**EXTRAIT DU DOCUMENT**:
Pierre Dharréville, député PCF, Assemblée nationale
Aide à mourir : "Nous sommes dans la pente, et en ce qui me concerne j'arrête la glisse", confie @pdharreville, "profondément affecté" et décidé à "reprendre des forces". "C'est pour moi une loi brutale, sans rivages et un terrible message de renoncement et d'abandon."#FinDeVie pic.twitter.com/lknfkfVFEX
— LCP (@LCP) June 7, 2024
Même son de cloches du côté de son collègue socialiste Dominique Potier. Pour le député de Meurthe-et-Moselle "la dignité, ça aurait été d'abord d'accomplir le déploiement des soins palliatifs, et ensuite de poser éventuellement la question d'un changement [législatif]".
Enfin, une voix d'opposition, provenant cette fois de la société civile : Jean-Marie Gomas, l'un des fondateurs du mouvement des soins palliatifs en France, se dit inquiet de l'adoption de l'article 6 du projet de loi (conditions d’accès à “l’aide à mourir”) par les parlementaires :
« On est vraiment très inquiets, nous les soignants, nous les médecins, sur le flou de ces critères »
Jean-Marie Gomas, est ancien gériatre et médecin de la douleur et de soin palliatif.
Opposition de l’Eglise
Depuis le début du débat parlementaire, les évêques de France multiplient les interventions pour s’opposer à ce projet de loi sur la fin de vie.
Vendredi dernier, jour de l'adoption de l'article 6 par l'Assemblée nationale, Mgr Laurent Percerou, évêque de Nantes, a célébré en la basilique Saint-Nicolas une messe "pour le respect de la vie humaine jusqu’à son terme naturel". Auparavant, il avait invité toutes les paroisses de son diocèse à faire de même. "Dans ce projet de loi, il y a un basculement anthropologique. Il y a aussi la culpabilisation des gens en fragilité" pointe-t-il.

**ENTRÉES FOURNIES**:
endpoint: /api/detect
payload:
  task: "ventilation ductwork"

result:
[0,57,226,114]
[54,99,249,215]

--

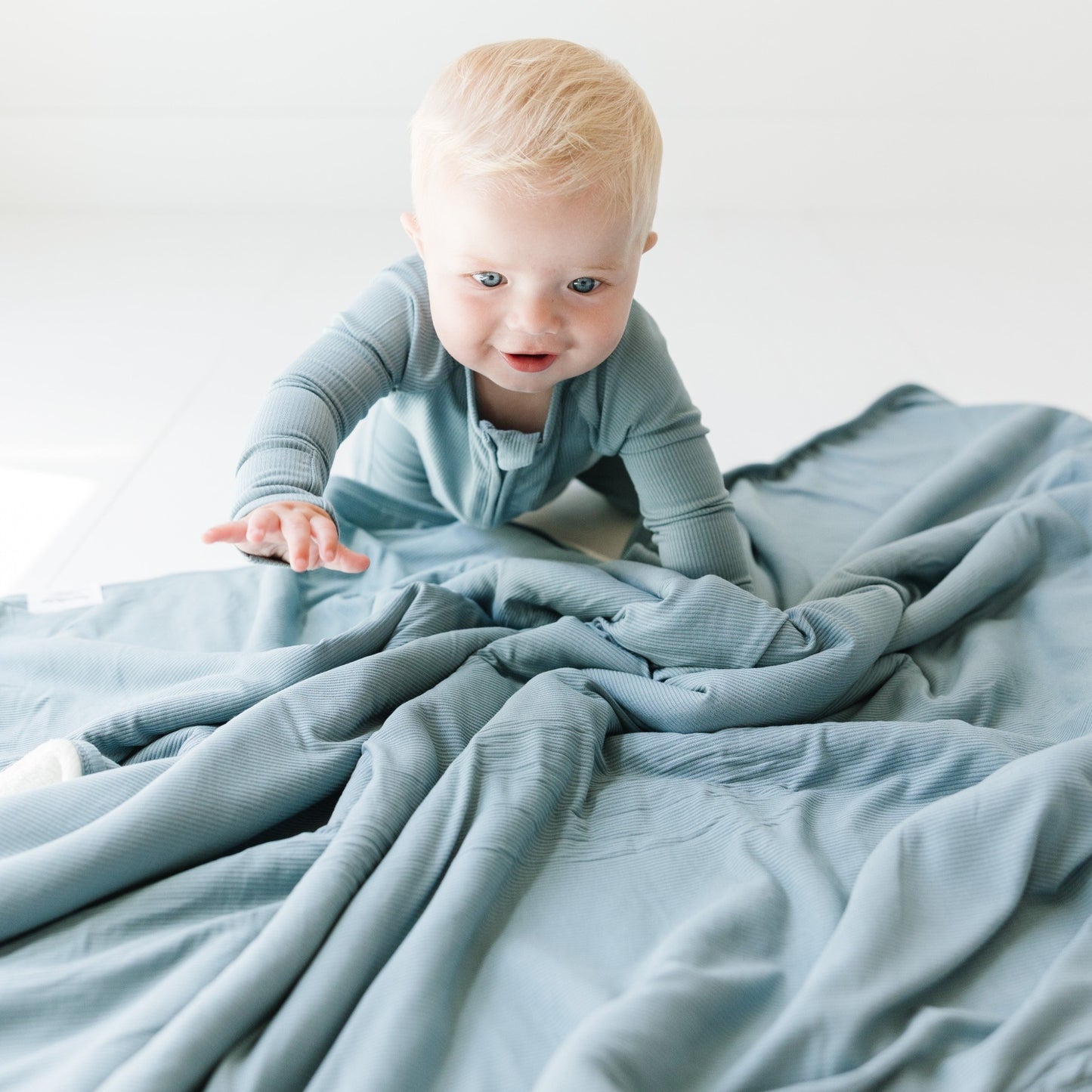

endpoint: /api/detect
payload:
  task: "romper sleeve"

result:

...

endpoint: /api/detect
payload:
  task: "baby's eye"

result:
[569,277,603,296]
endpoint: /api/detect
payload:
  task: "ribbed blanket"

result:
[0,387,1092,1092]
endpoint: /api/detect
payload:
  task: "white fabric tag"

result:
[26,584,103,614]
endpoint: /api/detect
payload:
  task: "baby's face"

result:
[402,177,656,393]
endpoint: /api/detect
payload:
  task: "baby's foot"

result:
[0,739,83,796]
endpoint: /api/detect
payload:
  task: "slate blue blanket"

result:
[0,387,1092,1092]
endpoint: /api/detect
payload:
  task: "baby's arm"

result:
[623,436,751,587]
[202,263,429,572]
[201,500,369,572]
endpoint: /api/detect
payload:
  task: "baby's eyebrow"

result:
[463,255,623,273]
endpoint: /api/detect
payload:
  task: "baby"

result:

**CONSIGNE A**: Recopiez à l'identique le passage de l'extrait sur la fin de vie, en commençant à "Enfin, une voix" et en finissant à "de soin palliatif.".
**CONSIGNE B**: D'après l'extrait sur la fin de vie, dans quelle basilique Mgr Laurent Percerou a-t-il célébré une messe ?
**CONSIGNE C**:
Les affirmations suivantes concordent-elles avec l'extrait sur la fin de vie ? Répondez par oui ou par non à chacune, en citant les mots décisifs de l'extrait.
(i) Dominique Potier est député de Meurthe-et-Moselle.
(ii) Jean-Marie Gomas s'exprime en tant que parlementaire.
(iii) L'article 6 du projet de loi porte sur les soins palliatifs.

**RÉPONSE A**:
Enfin, une voix d'opposition, provenant cette fois de la société civile : Jean-Marie Gomas, l'un des fondateurs du mouvement des soins palliatifs en France, se dit inquiet de l'adoption de l'article 6 du projet de loi (conditions d’accès à “l’aide à mourir”) par les parlementaires :
« On est vraiment très inquiets, nous les soignants, nous les médecins, sur le flou de ces critères »
Jean-Marie Gomas, est ancien gériatre et médecin de la douleur et de soin palliatif.

**RÉPONSE B**: Dans la basilique Saint-Nicolas.

**RÉPONSE C**:
(i) Oui : « Pour le député de Meurthe-et-Moselle ».
(ii) Non : « une voix d'opposition, provenant cette fois de la société civile ».
(iii) Non : « l'article 6 du projet de loi (conditions d’accès à “l’aide à mourir”) ».